§ Text excerpt:
Spark is a library of code that can be used to process data in parallel on a cluster. The basic idea of Spark is parallelism, meaning Spark breaks the data into pieces, sends the pieces to differnt computers for processing, then sends the results back and process the combination to get the final result. More specifically, the basic computing paradigm is: distribute a large data set on multiple nodes, map functions row by row, group data by a key, and then perform aggregate operations.
Basic concepts of Spark include: RDDs, transformation, action
RDD RDD stands for resilient distributed datasets. It is the basic data structure defined by Spark so the data can be distributed among cluster nodes. RDD contains large information, we can apply actions to RDD to return values, and transformations to return new RDD.

§ What to work on:
1. In the Spark overview, what does RDD stand for?
2. Put this sentence from the Spark overview into Spanish: "Spark is a library of code that can be used to process data in parallel on a cluster."

§ Entries:
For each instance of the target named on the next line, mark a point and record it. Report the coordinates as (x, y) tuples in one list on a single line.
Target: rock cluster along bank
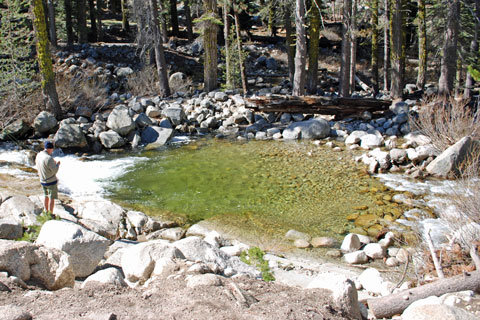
[(97, 242)]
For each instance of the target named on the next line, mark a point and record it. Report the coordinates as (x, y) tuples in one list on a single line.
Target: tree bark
[(188, 17), (125, 23), (346, 49), (52, 29), (164, 87), (386, 46), (163, 22), (374, 60), (174, 17), (210, 43), (82, 21), (313, 50), (289, 42), (100, 5), (243, 73), (68, 21), (301, 50), (226, 34), (353, 46), (271, 19), (449, 50), (45, 61), (388, 306), (473, 51), (422, 44), (93, 20), (397, 54)]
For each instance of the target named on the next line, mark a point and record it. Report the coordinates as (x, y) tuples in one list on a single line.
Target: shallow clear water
[(266, 186)]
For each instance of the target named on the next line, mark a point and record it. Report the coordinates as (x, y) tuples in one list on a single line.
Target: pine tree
[(45, 61)]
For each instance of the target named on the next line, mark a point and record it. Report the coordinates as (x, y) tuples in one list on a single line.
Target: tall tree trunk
[(313, 50), (473, 51), (386, 46), (210, 44), (449, 50), (226, 34), (353, 45), (301, 50), (45, 61), (125, 23), (271, 19), (422, 45), (163, 22), (346, 49), (93, 20), (289, 42), (159, 53), (374, 61), (82, 21), (100, 5), (174, 17), (52, 29), (188, 18), (458, 77), (397, 40), (243, 73), (68, 21)]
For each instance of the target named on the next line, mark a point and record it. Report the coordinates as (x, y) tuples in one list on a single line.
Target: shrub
[(445, 121), (254, 257), (74, 91), (143, 82)]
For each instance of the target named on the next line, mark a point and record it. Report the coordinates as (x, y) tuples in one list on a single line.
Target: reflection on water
[(266, 186)]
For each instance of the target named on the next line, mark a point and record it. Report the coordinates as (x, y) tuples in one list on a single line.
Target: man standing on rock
[(47, 171)]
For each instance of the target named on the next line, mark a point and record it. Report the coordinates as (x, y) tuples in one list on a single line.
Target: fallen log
[(337, 106), (388, 306)]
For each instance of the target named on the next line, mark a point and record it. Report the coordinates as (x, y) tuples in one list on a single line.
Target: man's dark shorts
[(51, 191)]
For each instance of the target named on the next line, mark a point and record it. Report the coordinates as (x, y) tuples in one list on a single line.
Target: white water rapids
[(82, 178)]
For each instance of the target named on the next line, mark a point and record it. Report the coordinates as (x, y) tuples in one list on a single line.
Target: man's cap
[(48, 145)]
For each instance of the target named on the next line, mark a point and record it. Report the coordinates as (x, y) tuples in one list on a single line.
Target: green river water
[(260, 188)]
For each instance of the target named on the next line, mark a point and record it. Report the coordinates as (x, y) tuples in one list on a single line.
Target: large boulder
[(344, 293), (70, 136), (372, 281), (15, 131), (44, 122), (27, 261), (110, 276), (20, 209), (449, 161), (10, 230), (311, 129), (177, 80), (371, 141), (85, 247), (175, 114), (139, 261), (123, 72), (431, 308), (355, 137), (156, 136), (350, 243), (196, 249), (103, 217), (111, 139), (120, 121)]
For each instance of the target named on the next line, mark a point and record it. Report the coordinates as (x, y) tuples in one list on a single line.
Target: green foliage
[(235, 58), (254, 257), (16, 58), (474, 72), (208, 18), (33, 231)]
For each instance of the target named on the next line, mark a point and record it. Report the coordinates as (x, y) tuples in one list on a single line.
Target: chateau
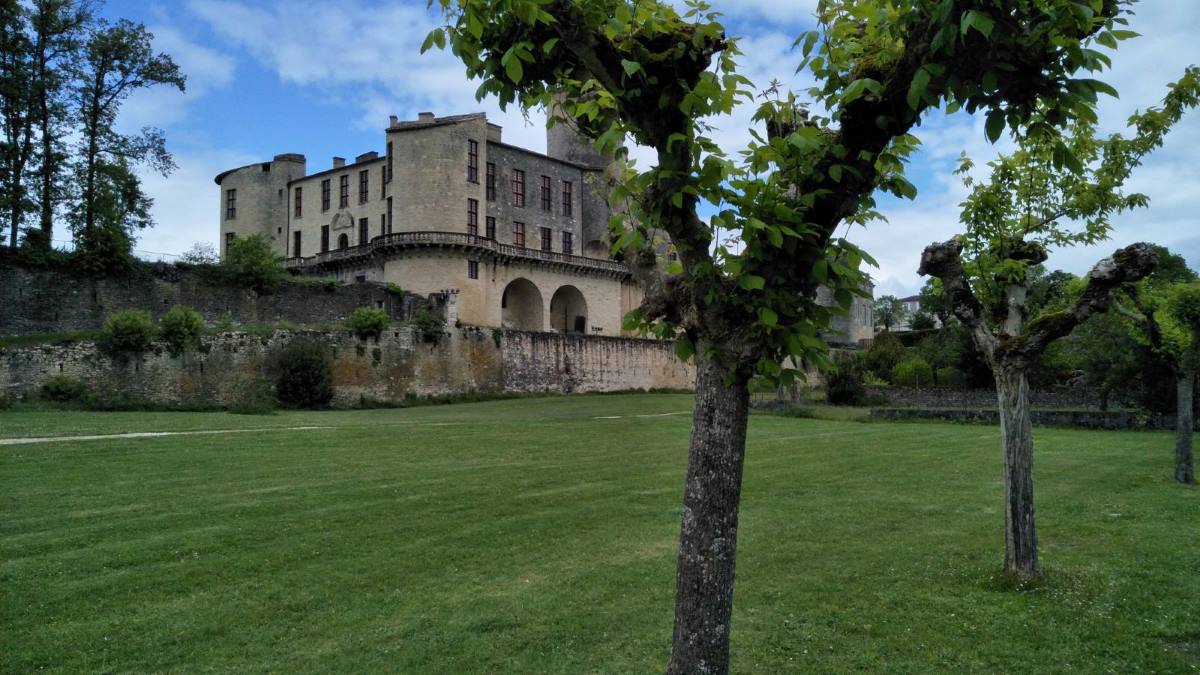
[(514, 238)]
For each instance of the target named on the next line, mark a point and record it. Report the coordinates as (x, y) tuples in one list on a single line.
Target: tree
[(889, 311), (1012, 221), (117, 61), (623, 70)]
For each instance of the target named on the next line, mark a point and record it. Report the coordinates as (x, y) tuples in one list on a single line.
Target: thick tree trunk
[(1020, 535), (1185, 388), (708, 537)]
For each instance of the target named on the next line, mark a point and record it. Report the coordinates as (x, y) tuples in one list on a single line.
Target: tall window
[(472, 161), (517, 187)]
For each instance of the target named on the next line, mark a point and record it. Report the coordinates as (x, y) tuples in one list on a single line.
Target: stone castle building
[(516, 237)]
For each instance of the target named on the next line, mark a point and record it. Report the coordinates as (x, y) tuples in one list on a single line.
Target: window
[(473, 161), (517, 187)]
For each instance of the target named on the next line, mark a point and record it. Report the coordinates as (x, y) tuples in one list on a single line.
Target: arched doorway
[(521, 306), (569, 311)]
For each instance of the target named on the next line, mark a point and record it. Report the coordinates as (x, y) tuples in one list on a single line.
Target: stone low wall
[(399, 364)]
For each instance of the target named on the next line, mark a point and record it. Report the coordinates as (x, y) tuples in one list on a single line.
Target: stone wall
[(399, 364), (53, 300)]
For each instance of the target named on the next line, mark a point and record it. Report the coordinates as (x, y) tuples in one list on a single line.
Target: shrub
[(129, 332), (64, 389), (845, 384), (430, 324), (305, 377), (181, 329), (913, 371), (251, 262), (369, 322)]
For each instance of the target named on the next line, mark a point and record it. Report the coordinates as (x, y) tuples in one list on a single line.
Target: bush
[(305, 377), (913, 371), (63, 389), (430, 326), (845, 384), (181, 329), (129, 332), (369, 322), (251, 262)]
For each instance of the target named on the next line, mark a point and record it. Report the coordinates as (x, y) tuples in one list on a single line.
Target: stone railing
[(399, 240)]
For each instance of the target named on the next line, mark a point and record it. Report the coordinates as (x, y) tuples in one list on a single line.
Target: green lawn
[(529, 536)]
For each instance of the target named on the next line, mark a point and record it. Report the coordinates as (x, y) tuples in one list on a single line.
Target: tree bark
[(1185, 388), (708, 536), (1017, 429)]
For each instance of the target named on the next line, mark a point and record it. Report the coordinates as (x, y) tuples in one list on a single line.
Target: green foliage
[(912, 371), (127, 332), (304, 375), (369, 322), (181, 328), (63, 389), (844, 384), (251, 262)]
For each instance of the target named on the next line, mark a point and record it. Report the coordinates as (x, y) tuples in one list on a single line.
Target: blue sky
[(321, 78)]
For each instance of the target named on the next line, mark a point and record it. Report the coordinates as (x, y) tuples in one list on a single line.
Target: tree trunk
[(1015, 428), (1185, 387), (708, 536)]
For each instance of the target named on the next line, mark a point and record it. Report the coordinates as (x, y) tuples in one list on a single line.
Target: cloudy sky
[(321, 78)]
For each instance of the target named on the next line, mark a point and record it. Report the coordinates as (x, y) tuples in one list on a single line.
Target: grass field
[(533, 536)]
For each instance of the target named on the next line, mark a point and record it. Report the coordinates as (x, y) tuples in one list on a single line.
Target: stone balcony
[(471, 244)]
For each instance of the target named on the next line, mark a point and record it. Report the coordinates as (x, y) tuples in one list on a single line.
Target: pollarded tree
[(1027, 205), (622, 70)]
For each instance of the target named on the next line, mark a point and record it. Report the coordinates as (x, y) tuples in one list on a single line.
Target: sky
[(321, 78)]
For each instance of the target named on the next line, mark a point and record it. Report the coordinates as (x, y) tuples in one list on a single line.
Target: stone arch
[(568, 310), (521, 306)]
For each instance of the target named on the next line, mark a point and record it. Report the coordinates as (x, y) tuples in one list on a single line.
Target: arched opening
[(521, 306), (569, 311)]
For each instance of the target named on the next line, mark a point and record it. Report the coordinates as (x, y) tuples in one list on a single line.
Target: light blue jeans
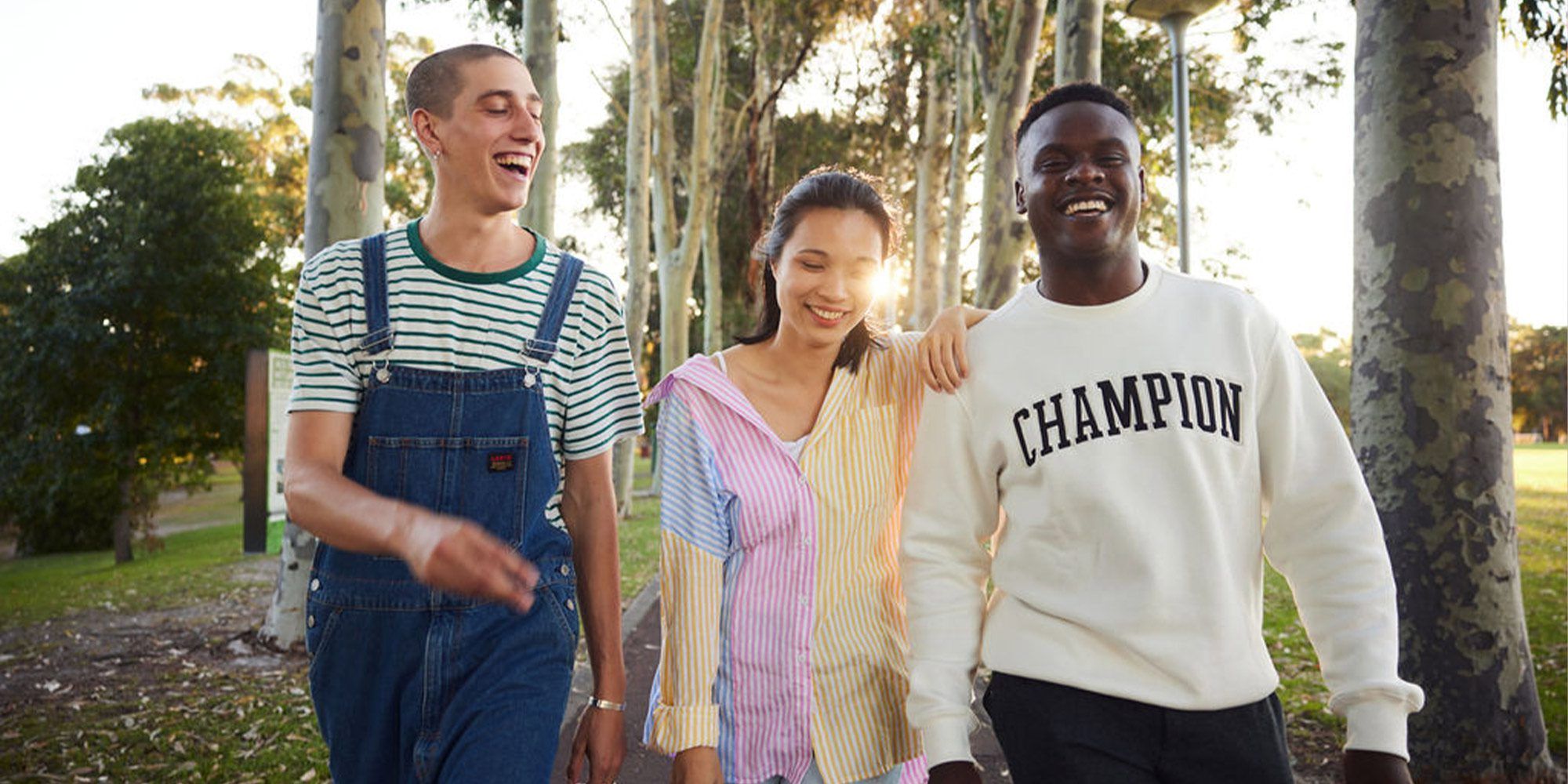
[(815, 777)]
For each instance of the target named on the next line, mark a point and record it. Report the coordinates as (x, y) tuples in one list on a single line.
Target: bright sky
[(1287, 200)]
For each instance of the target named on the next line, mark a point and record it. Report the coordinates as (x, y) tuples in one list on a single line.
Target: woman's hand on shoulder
[(943, 363), (697, 766)]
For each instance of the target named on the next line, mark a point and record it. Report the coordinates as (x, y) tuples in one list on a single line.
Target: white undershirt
[(791, 448)]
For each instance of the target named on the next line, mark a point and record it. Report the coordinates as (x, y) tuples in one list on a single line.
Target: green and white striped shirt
[(456, 321)]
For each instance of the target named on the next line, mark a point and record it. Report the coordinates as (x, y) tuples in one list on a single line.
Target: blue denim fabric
[(413, 684)]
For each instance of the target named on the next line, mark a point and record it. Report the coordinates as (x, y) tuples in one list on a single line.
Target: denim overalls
[(413, 684)]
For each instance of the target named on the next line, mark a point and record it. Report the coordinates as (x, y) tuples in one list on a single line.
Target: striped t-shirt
[(780, 600), (456, 321)]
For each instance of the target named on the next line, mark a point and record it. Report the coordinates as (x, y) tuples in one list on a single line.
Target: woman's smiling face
[(827, 275)]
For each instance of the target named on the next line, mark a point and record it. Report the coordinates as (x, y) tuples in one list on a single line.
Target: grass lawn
[(191, 565), (172, 705), (1542, 485)]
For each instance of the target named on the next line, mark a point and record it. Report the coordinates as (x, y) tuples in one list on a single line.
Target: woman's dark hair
[(835, 189)]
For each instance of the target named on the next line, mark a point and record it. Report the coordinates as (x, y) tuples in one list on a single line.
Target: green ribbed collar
[(474, 278)]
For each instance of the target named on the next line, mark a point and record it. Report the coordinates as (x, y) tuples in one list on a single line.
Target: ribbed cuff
[(678, 728), (1377, 725), (946, 742)]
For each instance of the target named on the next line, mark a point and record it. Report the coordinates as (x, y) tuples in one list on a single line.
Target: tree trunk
[(713, 285), (639, 169), (677, 272), (542, 31), (1431, 412), (344, 195), (344, 200), (959, 178), (123, 521), (1080, 26), (666, 145), (926, 275), (1003, 231)]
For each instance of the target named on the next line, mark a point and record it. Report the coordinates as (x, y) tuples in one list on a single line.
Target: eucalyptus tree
[(1429, 397), (344, 200)]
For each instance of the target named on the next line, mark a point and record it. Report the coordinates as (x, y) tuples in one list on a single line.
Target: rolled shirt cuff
[(678, 728), (1377, 725), (946, 742)]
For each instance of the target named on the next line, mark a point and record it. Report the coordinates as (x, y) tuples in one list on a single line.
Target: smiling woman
[(785, 462)]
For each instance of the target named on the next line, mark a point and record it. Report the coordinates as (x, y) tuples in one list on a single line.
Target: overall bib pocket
[(479, 479)]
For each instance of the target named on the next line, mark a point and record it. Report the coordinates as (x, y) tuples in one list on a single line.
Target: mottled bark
[(639, 255), (542, 31), (678, 270), (937, 95), (713, 285), (666, 145), (1431, 413), (1080, 26), (344, 197), (959, 178), (1003, 231), (344, 200)]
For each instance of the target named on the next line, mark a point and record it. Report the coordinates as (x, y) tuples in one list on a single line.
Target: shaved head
[(438, 79)]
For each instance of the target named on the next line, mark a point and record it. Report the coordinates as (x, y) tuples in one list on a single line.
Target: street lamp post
[(1174, 16)]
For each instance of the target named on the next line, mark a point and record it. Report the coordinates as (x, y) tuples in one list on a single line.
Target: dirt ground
[(167, 695)]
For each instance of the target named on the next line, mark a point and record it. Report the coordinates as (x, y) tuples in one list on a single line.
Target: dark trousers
[(1051, 733)]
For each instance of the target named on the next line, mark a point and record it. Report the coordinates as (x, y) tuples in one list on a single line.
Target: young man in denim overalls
[(459, 387)]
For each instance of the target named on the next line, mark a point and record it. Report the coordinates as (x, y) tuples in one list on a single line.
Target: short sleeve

§ Responses in order:
1. Resilient distributed datasets.

2. Spark es una biblioteca de código que se puede usar para procesar datos en paralelo en un clúster.